### WHAT NEEDS TO BE DONE:
Copy the records word for word, starting at their beginning and stopping after the line that contains "139L115 139L112 141L113". Leave the pictures out of your answer.
__________
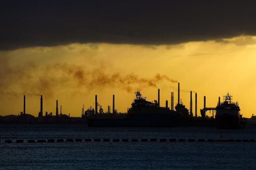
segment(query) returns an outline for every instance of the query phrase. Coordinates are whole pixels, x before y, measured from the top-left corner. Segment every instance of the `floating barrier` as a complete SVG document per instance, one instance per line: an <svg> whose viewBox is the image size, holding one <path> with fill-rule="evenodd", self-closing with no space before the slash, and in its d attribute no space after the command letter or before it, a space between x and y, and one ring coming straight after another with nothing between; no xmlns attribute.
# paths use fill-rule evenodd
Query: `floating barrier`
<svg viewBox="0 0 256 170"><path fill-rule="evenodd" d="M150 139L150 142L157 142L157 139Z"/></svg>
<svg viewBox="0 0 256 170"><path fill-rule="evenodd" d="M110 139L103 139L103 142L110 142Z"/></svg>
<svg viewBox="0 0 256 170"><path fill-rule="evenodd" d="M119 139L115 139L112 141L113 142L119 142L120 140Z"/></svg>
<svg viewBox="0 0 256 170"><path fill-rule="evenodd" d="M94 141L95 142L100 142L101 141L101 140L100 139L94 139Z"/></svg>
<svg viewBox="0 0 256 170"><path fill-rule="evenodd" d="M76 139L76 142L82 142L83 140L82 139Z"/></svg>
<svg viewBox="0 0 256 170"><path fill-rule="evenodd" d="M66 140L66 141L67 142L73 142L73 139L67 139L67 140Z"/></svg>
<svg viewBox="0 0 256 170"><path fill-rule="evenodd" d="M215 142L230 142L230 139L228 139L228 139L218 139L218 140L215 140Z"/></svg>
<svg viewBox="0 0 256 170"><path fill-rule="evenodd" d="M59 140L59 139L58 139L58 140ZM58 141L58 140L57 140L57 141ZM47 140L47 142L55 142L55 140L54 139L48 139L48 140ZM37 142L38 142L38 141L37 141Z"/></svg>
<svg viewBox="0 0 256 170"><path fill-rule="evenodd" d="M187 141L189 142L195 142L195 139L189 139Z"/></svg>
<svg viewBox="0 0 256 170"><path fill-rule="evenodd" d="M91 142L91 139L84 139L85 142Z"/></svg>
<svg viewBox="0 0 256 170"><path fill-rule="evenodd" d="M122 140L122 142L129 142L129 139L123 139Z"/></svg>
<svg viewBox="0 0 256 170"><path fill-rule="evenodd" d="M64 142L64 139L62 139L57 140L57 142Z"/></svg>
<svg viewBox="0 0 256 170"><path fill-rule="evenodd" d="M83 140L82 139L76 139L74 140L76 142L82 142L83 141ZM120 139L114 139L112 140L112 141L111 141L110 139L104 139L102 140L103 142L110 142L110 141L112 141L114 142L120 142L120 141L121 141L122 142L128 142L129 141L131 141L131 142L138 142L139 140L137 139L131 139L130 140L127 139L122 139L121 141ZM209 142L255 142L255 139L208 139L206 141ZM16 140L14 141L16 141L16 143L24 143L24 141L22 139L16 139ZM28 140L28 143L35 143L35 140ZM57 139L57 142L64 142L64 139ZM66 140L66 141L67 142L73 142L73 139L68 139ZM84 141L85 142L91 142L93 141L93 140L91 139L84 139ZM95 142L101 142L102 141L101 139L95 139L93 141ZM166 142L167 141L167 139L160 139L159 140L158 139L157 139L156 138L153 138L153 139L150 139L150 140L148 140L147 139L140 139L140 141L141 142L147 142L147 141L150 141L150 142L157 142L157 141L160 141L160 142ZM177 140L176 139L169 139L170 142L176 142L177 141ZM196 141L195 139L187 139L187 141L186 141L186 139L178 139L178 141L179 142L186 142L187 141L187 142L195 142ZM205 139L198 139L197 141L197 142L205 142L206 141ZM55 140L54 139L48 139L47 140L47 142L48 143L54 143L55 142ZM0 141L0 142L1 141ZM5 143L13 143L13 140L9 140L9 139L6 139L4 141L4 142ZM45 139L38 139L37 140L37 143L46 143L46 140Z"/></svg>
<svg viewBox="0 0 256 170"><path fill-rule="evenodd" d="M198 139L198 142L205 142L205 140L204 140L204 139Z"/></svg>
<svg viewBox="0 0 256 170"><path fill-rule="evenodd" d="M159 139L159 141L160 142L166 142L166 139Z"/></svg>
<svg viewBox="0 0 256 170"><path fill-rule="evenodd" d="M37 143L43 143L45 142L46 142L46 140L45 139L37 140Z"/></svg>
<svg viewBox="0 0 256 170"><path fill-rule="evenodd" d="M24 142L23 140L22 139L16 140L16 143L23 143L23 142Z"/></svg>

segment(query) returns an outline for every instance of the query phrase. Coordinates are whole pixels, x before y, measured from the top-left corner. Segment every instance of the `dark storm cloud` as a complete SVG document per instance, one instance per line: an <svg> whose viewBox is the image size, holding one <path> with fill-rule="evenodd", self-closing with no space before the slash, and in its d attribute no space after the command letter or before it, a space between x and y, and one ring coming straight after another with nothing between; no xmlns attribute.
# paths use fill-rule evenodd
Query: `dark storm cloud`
__________
### OUTPUT FOR THIS EXERCISE:
segment(query) returns an outline for every instance of the query phrase. Coordinates are whole pixels, x before y, measured from the top-left corner. Segment every instance of the `floating barrier` as a complete SVG document per instance, one instance per line: an <svg> whose viewBox is the image size, holding one <path> with fill-rule="evenodd", self-closing with no space before the slash, and in its d attribute no space after the command letter or before it, a space between x and y, and one ring coming straight after another with nothing between; no xmlns attribute.
# paths use fill-rule evenodd
Query: `floating barrier`
<svg viewBox="0 0 256 170"><path fill-rule="evenodd" d="M150 139L150 142L157 142L157 139Z"/></svg>
<svg viewBox="0 0 256 170"><path fill-rule="evenodd" d="M110 139L103 139L103 142L110 142Z"/></svg>
<svg viewBox="0 0 256 170"><path fill-rule="evenodd" d="M119 139L115 139L112 141L113 142L119 142L120 140Z"/></svg>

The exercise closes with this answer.